Locate each line in the records below that contains the word "handle", and copy those lines.

(Dataset excerpts on object pointing)
____
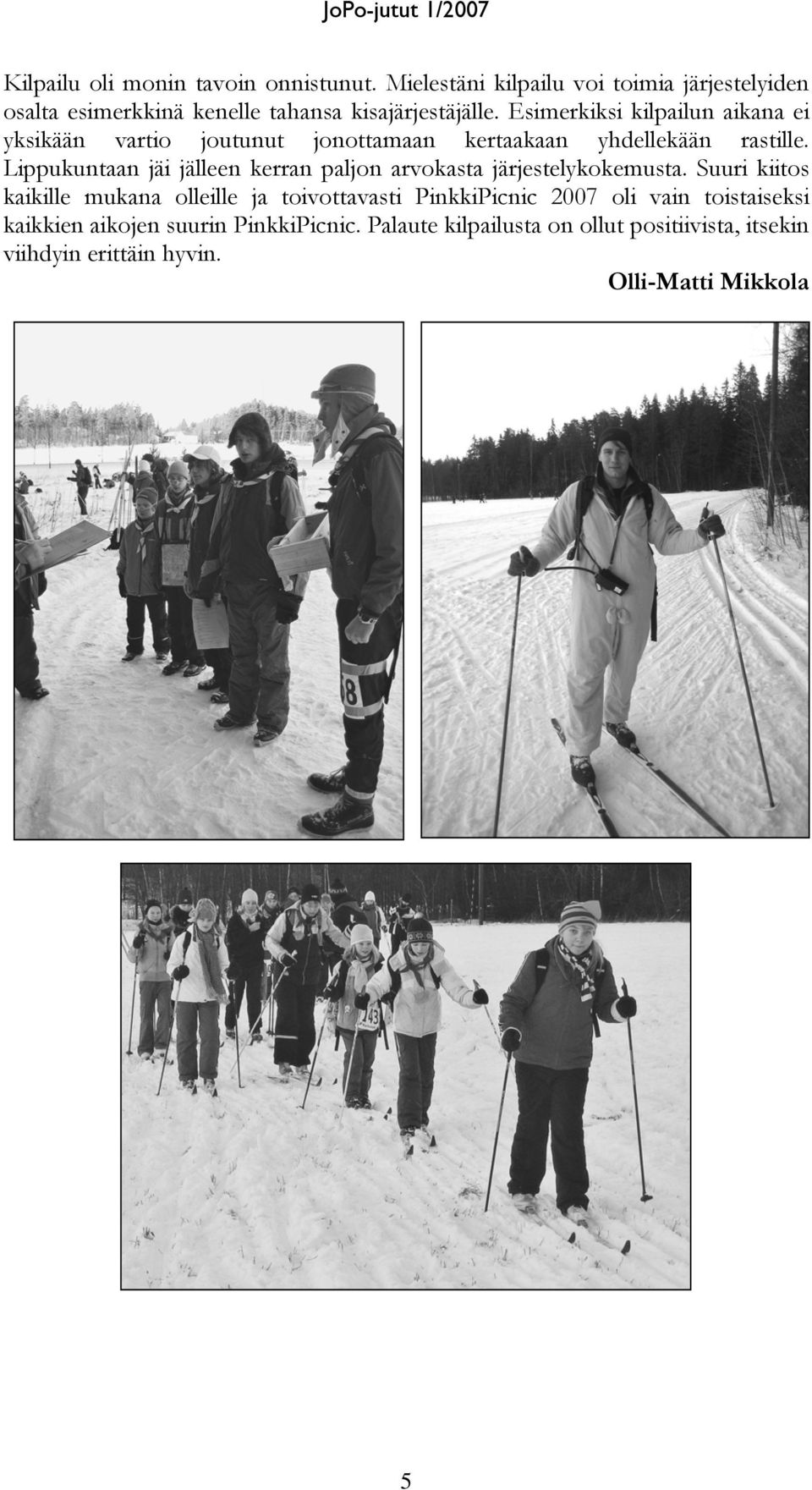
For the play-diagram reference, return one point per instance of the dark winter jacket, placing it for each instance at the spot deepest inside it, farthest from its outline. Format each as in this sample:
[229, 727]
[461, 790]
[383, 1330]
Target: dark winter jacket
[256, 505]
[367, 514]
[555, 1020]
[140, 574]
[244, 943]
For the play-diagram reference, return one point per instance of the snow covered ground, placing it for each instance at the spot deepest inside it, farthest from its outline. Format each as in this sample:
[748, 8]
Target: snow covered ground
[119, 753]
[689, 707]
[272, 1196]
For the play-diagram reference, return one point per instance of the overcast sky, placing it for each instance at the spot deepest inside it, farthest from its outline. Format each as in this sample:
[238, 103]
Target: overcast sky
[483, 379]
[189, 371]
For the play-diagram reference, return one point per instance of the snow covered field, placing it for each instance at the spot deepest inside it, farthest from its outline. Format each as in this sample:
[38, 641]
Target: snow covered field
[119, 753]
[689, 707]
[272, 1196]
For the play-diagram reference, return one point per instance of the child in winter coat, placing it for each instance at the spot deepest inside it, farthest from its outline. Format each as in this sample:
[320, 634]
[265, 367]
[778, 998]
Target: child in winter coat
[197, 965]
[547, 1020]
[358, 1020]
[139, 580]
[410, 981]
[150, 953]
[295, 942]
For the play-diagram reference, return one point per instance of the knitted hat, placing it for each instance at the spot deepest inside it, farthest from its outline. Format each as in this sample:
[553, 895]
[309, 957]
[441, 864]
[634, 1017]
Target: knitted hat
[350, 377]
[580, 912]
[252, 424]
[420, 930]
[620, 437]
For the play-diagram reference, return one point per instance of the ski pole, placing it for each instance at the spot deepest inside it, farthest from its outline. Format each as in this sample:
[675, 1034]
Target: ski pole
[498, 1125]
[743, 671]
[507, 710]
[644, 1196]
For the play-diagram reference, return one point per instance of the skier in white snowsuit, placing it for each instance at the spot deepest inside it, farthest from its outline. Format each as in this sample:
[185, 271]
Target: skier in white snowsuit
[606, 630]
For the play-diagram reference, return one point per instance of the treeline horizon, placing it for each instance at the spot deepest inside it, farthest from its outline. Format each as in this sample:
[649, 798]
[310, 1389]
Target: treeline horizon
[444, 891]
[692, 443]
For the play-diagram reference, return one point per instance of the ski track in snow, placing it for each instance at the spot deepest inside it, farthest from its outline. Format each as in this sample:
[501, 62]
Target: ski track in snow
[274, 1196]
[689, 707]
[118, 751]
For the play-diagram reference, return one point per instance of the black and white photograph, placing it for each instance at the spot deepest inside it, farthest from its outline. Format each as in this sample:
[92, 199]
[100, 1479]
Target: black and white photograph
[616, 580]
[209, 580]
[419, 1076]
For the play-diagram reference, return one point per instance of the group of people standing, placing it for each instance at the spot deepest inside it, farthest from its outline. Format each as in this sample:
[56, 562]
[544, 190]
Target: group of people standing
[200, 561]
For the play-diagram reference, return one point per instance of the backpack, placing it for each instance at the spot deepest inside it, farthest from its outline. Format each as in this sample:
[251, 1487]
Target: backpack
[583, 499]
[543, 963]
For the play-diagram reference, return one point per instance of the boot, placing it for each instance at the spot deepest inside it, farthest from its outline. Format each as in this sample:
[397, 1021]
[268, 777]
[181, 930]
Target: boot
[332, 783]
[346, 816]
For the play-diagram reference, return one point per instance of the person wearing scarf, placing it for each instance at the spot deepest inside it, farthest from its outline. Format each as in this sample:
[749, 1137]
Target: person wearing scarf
____
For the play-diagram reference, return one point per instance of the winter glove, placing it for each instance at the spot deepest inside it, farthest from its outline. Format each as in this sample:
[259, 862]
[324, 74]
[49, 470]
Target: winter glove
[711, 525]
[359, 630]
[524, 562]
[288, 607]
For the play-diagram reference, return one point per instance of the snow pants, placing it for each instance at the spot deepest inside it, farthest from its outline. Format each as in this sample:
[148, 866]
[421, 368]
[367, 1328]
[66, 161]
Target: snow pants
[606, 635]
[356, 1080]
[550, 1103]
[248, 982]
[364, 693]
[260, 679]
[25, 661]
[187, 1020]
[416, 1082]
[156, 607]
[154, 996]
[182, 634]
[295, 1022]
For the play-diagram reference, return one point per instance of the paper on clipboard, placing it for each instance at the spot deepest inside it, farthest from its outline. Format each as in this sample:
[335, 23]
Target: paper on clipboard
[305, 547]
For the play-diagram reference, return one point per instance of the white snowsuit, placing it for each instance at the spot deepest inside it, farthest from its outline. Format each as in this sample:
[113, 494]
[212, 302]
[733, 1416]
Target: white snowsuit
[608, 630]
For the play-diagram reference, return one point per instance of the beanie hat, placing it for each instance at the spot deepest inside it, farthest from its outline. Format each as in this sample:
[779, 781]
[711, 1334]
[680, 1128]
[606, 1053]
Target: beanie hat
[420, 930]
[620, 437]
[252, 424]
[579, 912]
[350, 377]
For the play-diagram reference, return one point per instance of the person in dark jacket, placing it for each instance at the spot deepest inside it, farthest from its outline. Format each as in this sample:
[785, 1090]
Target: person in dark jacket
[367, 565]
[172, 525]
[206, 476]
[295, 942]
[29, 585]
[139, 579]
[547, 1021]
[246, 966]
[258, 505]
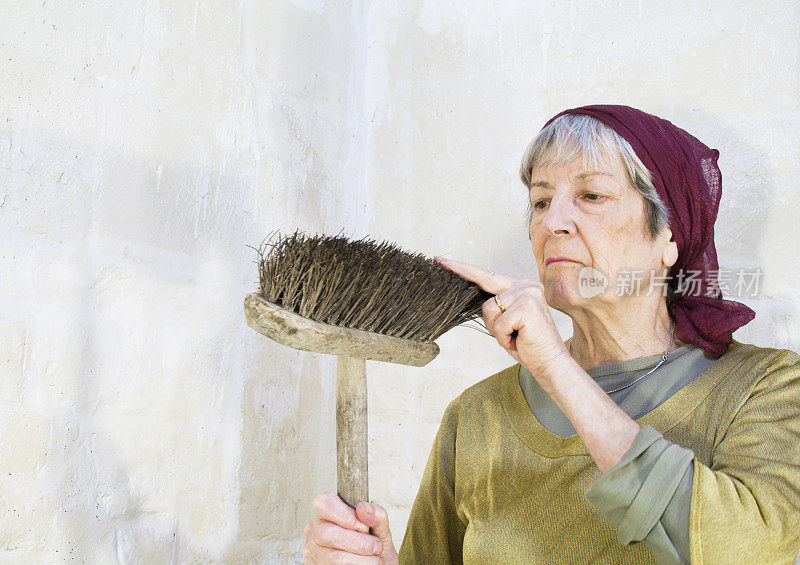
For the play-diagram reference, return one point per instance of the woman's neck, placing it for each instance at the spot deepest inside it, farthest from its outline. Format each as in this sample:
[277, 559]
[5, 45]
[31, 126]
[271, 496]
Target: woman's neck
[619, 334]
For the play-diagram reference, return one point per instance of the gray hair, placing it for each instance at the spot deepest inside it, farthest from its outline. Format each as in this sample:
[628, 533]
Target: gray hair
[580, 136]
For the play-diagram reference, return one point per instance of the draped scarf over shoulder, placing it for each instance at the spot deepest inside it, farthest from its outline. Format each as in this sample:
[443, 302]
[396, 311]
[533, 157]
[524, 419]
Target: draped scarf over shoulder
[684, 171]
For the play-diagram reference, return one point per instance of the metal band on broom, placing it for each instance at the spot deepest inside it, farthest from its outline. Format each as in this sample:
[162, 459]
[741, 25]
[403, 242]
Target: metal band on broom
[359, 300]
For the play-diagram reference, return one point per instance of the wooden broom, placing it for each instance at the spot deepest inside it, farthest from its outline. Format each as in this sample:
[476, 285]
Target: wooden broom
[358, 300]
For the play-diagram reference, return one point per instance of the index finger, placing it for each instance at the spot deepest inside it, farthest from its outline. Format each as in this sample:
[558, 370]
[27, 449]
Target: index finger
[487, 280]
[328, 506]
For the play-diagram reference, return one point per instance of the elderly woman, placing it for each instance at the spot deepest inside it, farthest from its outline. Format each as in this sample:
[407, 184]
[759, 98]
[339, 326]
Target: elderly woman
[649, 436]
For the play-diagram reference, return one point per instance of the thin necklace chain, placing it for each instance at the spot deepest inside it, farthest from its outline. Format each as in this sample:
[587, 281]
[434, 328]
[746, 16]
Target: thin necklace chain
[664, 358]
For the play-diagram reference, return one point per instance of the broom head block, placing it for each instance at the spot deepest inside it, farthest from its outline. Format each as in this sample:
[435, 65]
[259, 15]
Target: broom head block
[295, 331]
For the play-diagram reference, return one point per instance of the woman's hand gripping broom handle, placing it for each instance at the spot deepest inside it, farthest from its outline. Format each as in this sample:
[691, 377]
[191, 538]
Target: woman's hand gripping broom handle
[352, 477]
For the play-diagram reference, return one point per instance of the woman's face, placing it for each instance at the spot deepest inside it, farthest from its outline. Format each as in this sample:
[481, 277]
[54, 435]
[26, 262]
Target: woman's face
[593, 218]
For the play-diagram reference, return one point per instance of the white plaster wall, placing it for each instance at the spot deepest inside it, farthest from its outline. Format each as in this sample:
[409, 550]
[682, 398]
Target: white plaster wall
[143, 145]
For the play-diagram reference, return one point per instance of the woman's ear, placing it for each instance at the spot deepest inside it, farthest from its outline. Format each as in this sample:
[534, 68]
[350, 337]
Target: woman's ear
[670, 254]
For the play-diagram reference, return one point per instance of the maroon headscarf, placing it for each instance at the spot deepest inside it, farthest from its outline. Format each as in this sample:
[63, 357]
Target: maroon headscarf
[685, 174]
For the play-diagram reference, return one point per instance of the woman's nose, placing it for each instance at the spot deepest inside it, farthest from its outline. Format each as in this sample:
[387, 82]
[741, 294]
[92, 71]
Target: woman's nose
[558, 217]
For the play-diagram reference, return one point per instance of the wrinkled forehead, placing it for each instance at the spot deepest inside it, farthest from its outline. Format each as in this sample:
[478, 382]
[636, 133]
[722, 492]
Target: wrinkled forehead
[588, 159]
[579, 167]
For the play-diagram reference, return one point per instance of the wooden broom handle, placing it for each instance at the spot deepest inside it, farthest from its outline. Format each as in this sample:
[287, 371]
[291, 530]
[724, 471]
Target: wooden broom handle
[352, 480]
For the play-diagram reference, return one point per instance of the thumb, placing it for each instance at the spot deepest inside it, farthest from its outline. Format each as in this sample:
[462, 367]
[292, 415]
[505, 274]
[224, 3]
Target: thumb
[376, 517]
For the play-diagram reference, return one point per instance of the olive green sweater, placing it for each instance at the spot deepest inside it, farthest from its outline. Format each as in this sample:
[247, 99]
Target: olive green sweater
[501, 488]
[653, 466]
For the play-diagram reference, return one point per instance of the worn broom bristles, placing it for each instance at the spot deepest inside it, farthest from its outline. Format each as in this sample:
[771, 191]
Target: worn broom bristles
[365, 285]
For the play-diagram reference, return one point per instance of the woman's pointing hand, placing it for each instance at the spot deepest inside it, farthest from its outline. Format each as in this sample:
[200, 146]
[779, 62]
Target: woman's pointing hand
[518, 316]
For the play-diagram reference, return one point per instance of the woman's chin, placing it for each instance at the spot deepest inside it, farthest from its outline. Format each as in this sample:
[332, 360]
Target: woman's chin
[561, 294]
____
→ Answer for this exercise
For the play-diagram reference, return one point per instance of the woman's hand gripping broom handle, placing it for each instance at the spot deepest inside it, farthest from its outline. Format each as in this sample:
Target: woman's hand gripping broom handle
For the play-diagram reference, return one point per instance of the wooden broom handle, placing it for each instance at the spot deepest inside it, farthest from its outline. Format each as in this sample:
Target: wooden broom handle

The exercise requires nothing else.